(Natural language region descriptions)
····················
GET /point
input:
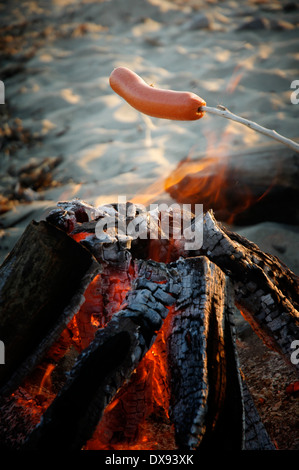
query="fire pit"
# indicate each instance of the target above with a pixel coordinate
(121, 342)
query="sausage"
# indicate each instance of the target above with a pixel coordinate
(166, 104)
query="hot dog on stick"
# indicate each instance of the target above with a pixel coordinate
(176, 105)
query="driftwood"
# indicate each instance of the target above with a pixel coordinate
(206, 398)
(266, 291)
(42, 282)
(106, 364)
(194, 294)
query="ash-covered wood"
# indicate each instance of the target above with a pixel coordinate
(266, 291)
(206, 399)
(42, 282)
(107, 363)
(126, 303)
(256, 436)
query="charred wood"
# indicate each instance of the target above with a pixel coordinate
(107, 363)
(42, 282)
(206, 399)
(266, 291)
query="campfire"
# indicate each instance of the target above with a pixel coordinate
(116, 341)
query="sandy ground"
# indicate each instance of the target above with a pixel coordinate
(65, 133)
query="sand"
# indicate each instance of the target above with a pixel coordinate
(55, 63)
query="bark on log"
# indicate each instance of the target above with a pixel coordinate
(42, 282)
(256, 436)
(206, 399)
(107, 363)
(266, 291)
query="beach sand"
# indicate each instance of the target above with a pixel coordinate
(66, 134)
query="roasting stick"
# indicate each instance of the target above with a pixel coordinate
····················
## WHAT THE TASK ASKS
Some lines of the data above may hold the word "stick"; state how many do, and give only that number.

## OUTPUT FOR THIS EXERCISE
2